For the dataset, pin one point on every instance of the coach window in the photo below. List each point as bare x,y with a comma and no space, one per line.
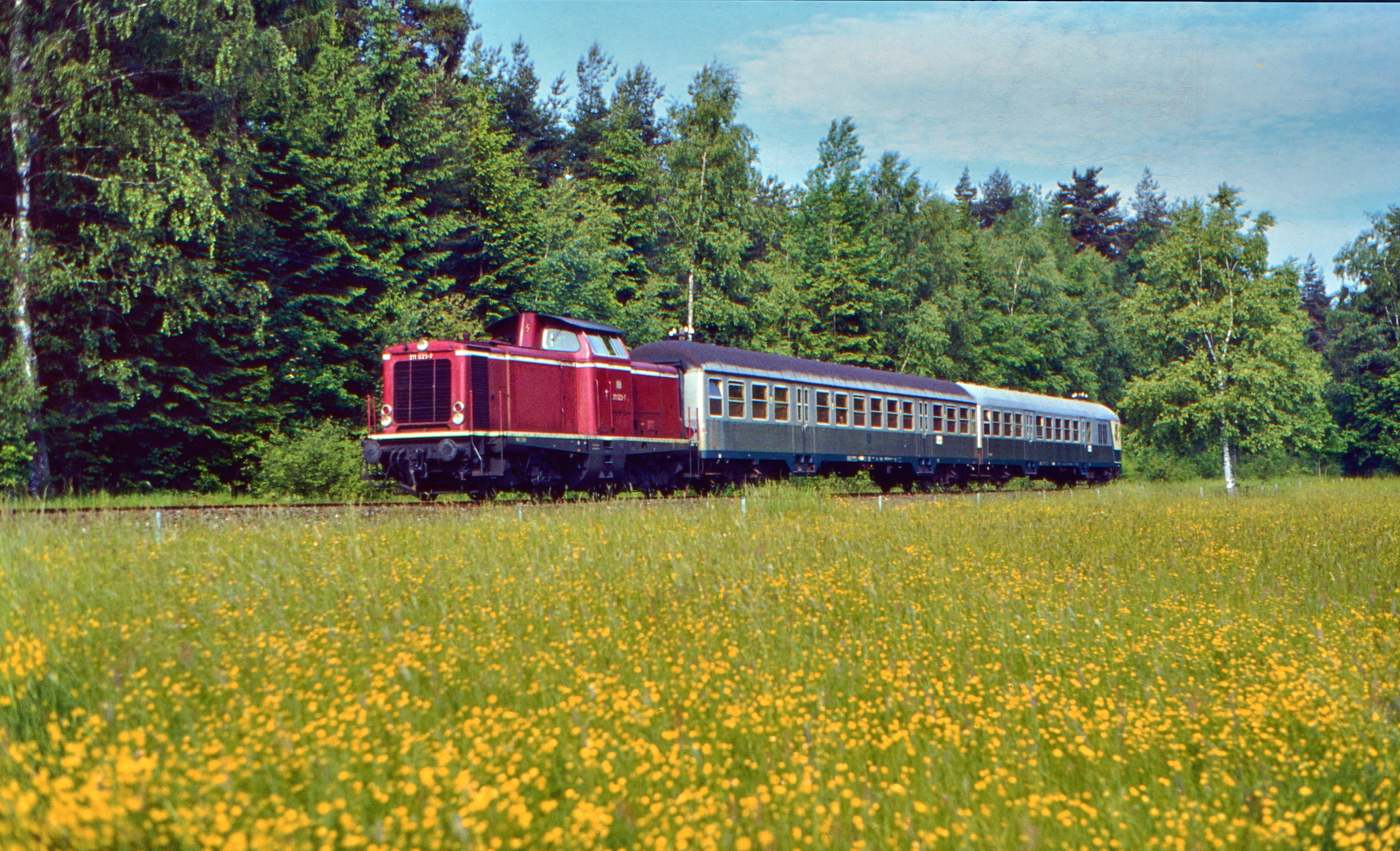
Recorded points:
558,339
737,399
759,402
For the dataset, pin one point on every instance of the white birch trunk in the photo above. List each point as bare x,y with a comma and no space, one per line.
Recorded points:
21,283
1230,463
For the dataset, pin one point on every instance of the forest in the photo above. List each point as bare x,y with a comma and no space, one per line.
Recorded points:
219,213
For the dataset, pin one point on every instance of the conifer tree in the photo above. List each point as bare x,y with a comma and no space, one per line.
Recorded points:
1091,213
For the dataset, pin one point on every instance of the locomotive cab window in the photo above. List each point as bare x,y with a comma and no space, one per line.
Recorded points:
558,339
759,402
737,399
600,346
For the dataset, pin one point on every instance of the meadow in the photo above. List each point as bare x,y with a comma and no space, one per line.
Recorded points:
1119,668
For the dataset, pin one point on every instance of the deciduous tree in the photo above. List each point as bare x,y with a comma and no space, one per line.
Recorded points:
1225,339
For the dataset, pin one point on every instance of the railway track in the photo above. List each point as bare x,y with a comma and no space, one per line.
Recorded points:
459,504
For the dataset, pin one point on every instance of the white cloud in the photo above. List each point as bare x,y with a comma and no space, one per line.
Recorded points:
1295,106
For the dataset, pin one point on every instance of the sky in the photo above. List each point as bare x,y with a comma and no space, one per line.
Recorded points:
1295,106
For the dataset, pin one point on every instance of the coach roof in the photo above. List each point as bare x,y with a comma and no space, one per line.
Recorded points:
722,359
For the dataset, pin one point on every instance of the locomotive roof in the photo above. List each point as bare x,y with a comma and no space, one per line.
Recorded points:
1048,405
569,321
702,356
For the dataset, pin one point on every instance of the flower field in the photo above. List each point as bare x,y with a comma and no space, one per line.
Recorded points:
1119,669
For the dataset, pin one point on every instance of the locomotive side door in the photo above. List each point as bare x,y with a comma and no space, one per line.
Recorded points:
602,400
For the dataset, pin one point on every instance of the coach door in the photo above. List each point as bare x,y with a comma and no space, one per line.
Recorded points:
804,440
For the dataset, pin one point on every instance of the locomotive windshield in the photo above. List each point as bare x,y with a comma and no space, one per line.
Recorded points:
607,346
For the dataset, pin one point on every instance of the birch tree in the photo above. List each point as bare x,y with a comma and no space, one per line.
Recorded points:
1224,335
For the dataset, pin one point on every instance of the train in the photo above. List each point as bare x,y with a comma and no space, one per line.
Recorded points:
549,405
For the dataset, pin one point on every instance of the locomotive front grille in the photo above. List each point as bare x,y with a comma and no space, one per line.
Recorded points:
423,391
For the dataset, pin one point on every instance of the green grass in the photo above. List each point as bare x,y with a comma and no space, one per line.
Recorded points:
1131,667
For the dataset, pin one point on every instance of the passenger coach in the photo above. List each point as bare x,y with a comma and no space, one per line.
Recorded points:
762,416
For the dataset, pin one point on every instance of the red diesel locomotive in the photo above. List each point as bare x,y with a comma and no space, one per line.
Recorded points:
548,403
552,403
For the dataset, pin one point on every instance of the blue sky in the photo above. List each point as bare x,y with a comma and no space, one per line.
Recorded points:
1295,106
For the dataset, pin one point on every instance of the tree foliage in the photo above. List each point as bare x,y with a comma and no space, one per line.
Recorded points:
1225,340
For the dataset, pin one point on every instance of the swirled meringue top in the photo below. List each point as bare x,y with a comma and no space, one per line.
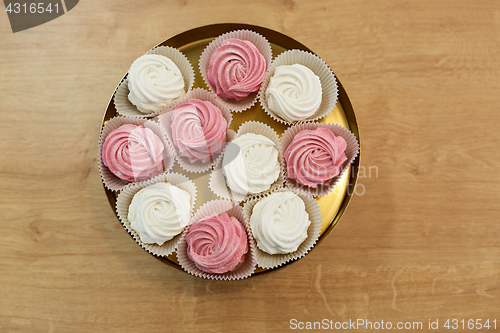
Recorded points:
250,164
154,81
133,153
198,130
217,244
314,157
279,223
159,212
236,69
294,92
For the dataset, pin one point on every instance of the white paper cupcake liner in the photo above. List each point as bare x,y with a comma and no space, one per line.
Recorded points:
319,67
351,152
217,181
123,105
111,181
266,260
262,45
218,207
125,198
165,119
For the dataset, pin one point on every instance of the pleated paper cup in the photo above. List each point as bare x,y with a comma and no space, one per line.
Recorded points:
111,181
127,194
266,260
243,270
123,105
217,182
351,152
260,43
319,67
165,119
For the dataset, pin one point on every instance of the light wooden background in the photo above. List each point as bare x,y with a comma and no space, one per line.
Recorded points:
421,243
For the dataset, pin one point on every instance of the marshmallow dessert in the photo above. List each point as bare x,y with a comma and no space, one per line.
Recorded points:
250,164
294,92
133,153
236,69
217,244
159,212
154,81
314,157
198,130
279,223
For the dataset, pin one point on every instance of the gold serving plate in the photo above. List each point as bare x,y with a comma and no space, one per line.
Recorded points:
192,43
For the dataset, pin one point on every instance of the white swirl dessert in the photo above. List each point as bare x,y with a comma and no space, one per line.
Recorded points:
154,81
159,212
294,92
250,164
279,223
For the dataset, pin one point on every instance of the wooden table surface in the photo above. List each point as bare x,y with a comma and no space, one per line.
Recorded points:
419,243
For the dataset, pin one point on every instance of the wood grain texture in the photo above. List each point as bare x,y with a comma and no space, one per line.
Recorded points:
422,242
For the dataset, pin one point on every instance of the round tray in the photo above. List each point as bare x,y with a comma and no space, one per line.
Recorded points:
192,43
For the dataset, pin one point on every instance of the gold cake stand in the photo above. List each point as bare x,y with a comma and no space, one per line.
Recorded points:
192,43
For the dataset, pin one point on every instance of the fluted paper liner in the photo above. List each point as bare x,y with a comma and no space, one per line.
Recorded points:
319,67
165,119
123,105
260,43
125,198
217,181
266,260
113,182
351,152
243,270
= = = =
**Work to complete**
Apart from the pictures, all of the data must be duplicated exactly as shown above.

**Expected answer**
For the dataset, pin one point on every instance of the coach window in the photo below. List each point as bare x,y with a comma and no space, one per line.
Recorded points:
558,339
737,399
759,402
For the dataset, pin one point on every instance of the white birch trunk in the photo above. List each point as bare x,y with a comma and no space, one per line.
Recorded points:
21,283
1230,463
For the dataset, pin one point on every instance of the forest in the photo above. List each point as bare x,y with a comma and no space, one per line.
Recorded points:
219,213
For the dataset, pin one point on every instance of the conifer tree in the photo above. List each point as bare x,y with a comma and no space, one per line.
Recorded points:
1091,213
For the dataset, pin one point on every instance of the locomotive cab window in the photo above. List each point as bare x,y with a comma and no space, one per line.
Recorded points:
558,339
759,402
737,399
600,346
For the dataset, pin one point on every instance of the meadow in the photo above. List each point as bare x,y with a comma and no space, one per line.
Recorded points:
1119,668
For the dataset, pin one point on every instance of the deciduous tree in the photo above. List each point as bare x,y with a comma and no space, one per line.
Recorded points:
1225,339
For the dataset, pin one point on every instance of the railway track in the photo above. List each point as bare x,y with a comma and no space, one per line.
Recorded points:
459,504
For the dataset, pin one point on every instance of the white cloud in the photo above. List each point as bare x,y with a comma and no space, one per line.
Recorded points:
1295,106
For the dataset, pin one point on every instance of the sky in the photo above. List each point as bare x,y with a comma and no space, one per line.
Recorded points:
1295,106
For the dataset, pin one point on every instance of the coach roof in the photo above. List each point as bare x,y with a comma and no space, one per line.
Recorded points:
722,359
For the dataset, pin one point on every instance of the locomotive roof in the photo above. List each point as bare x,y with a comma and no space, one per line.
Recorded points:
1048,405
569,321
702,356
For the dataset, pin one point on every instance of the flower field in the photo above. List each point as bare x,y with a comma and no space, one per line.
Recorded points:
1119,669
For the dataset, pin one point on every instance of the locomotive side door in the photo above. List each point as bare x,y with a comma and no space, one per line.
Recorded points:
602,400
For the dataset, pin one point on every instance of the coach door in the photo above. List each point as bare x,y with a comma and no space, one per line.
Recorded points:
804,440
For the dataset, pin one point on every instance of the locomotive windshield in the photo above. List each point as bare x,y with a comma and no space, one per line.
Recorded points:
607,346
For the dataset, pin one point on every instance of the birch tree in the photo above. List each point as bare x,y with a comma and no space, one per line.
Recorded points:
1224,335
For the dataset, pin one point on every instance of the train in the photo above. List each point as bare x,y with a comma and no space, one per line.
Recorded points:
549,405
For the dataset, pin one point on every instance of the locomotive front grille in the photo above. List each point as bare x,y with a comma and no space, one per line.
Recorded points:
423,391
For the dataset, pin one point on every instance of the green grass in the photo above. List each point as bare x,y with a comma and no space, one per line.
Recorded points:
1131,667
For the dataset, pin one point on every instance of the passenger coach in the photo above. List each point as bare x,y with a comma and no space, one per line.
Recorded points:
762,416
For the dataset, pin one point on every instance of the red diesel locomotive in the photo above. List each point as bare x,y with a comma and no space, one per line.
Recorded points:
548,403
552,403
For the dataset, pin one point on every instance of the blue sky in the photo above. List each point as bare x,y with a comma and no space, one per line.
Recorded points:
1295,106
For the dataset, pin one point on every instance of the tree foliage in the photo above. List each point as bare x,y with a comma and no space, one per line.
Recorded points:
1225,340
For the dataset, pin one point on every instance of the swirled meringue top in the photo below. List each point as bare x,y with a comma and no space, one per line.
Recorded points:
250,164
154,81
133,153
198,130
217,244
314,157
279,223
159,212
236,69
294,92
For the dataset, pin one point on every instance of the white paper cupcake liner in the photo above. List each point as bare x,y with a comma and no space, one per line.
Recorded points:
319,67
351,152
217,181
123,105
111,181
266,260
262,45
218,207
125,198
165,119
For the dataset, pin one point on every instance of the pleated paper cup in the photo above. List each point as bare x,y with a comma and no space, one per line.
Recorded points:
111,181
127,194
266,260
243,270
123,105
217,182
351,152
260,43
319,67
165,119
For the dataset, pin one point on every instance of the light wooden background in the photo above. List each point as bare x,y with a comma and no space, one per line.
Recorded points:
421,243
For the dataset, pin one point on every instance of the marshmallow dessert in the photo above. List each point as bare x,y with a comma and no space, one per line.
Recorded points:
250,164
294,92
133,153
236,69
217,244
159,212
154,81
314,157
198,130
279,223
For the dataset, pin one point on every instance of the gold serving plate in the photo above. List each point as bare x,y with a comma and no space, one per line.
Recorded points:
192,43
For the dataset, pin one point on every instance of the white swirl dessert in the photo above. List each point as bare x,y with a comma and no space, one per line.
Recorded points:
154,81
159,212
294,92
250,164
279,223
For the dataset, pin one point on every instance of the wooden table surface in the photo above. List each point as bare x,y with a comma and no space, one per line.
Recorded points:
419,243
For the dataset, pin one point on every instance of the wood grain texture in the photo above. List each point as bare x,y with a comma and no space, one per line.
Recorded points:
422,242
For the dataset, pin one point on every instance of the round tray in the photo above. List each point as bare x,y with a comma and no space, one per line.
Recorded points:
192,43
For the dataset, pin one point on every instance of the gold cake stand in the photo above. List each point as bare x,y with a comma and no space, one per line.
Recorded points:
192,43
For the dataset, pin one point on every instance of the fluted paper liner in the photo above. List each point as bare x,y with a comma and no space, one per line.
Recorded points:
319,67
165,119
123,105
260,43
125,198
217,181
266,260
113,182
351,152
243,270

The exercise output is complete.